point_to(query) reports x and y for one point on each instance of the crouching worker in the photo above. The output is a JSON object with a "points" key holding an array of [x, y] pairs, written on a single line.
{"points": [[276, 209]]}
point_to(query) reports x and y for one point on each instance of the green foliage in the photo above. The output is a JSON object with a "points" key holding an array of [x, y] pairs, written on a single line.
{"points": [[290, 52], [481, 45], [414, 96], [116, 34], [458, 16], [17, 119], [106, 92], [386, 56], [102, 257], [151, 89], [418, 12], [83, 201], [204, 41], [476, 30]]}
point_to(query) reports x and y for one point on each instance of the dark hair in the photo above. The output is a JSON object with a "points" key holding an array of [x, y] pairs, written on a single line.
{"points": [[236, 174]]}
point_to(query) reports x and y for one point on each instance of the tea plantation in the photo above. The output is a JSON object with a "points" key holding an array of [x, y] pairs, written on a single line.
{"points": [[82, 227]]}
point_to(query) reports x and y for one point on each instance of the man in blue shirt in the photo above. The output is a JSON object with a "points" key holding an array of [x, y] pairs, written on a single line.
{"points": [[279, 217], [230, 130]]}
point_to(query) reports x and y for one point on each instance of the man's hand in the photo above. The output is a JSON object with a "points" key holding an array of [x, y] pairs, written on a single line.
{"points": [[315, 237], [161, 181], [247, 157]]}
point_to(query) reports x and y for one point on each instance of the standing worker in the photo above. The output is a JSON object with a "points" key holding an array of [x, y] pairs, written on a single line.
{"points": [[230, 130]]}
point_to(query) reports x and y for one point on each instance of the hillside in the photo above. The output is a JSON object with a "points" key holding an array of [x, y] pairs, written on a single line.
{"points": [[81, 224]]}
........
■ WHAT THIS TASK INVOLVES
All of the material above is to be repeated exactly.

■ RESPONSE BELOW
point_to(query) reports x and y for one point on each instance of the crouching worker in the photo above. The output is a JSON object with a "points" key holding an array of [x, y] pairs, written on a single line.
{"points": [[276, 209]]}
point_to(query) reports x and y for one point on each instance of the green foliage in the photo above. The output is a JSON object with a "points" key holding an array of [x, y] pairs, written on a single line.
{"points": [[290, 52], [481, 45], [414, 96], [116, 34], [458, 16], [17, 119], [106, 92], [386, 56], [102, 257], [151, 89], [418, 12], [83, 201], [204, 41], [476, 30]]}
point_to(query) reports x and y for one point on each instance of the dark hair in the photo above. The output is a JSON object with a "points" key holding an array of [x, y] pairs, written on a single line.
{"points": [[236, 174]]}
point_to(query) reports x and y for one point on each instance of the tea plantation in the photo above. The output is a JSON object with a "points" key holding an array of [x, y] pairs, written on a single line.
{"points": [[82, 227]]}
point_to(query) reports x and y for one point on each instance of the man in blue shirt in the photo above. The output is a JSON object with a "points" key holding an array of [x, y] pairs, written on a single line.
{"points": [[279, 217], [230, 130]]}
point_to(query) reports x and y for one point on each instance of the man's hand in the photo above. The output is a JSON object with a "points" key holding an array of [x, y] pairs, written on a single line.
{"points": [[315, 237], [161, 181], [247, 157]]}
point_to(query) reports x and y for one point on each instance of the standing worker in the photo above. The output is a JSON object with a "points" key holding an array of [x, y] pairs, written on a single line.
{"points": [[230, 130]]}
point_to(query) reports x and y for one point on each instance of the hillside in the photo above. The output is a JSON object with a "points" key holding an array of [x, y] pairs, written on a single line.
{"points": [[81, 224]]}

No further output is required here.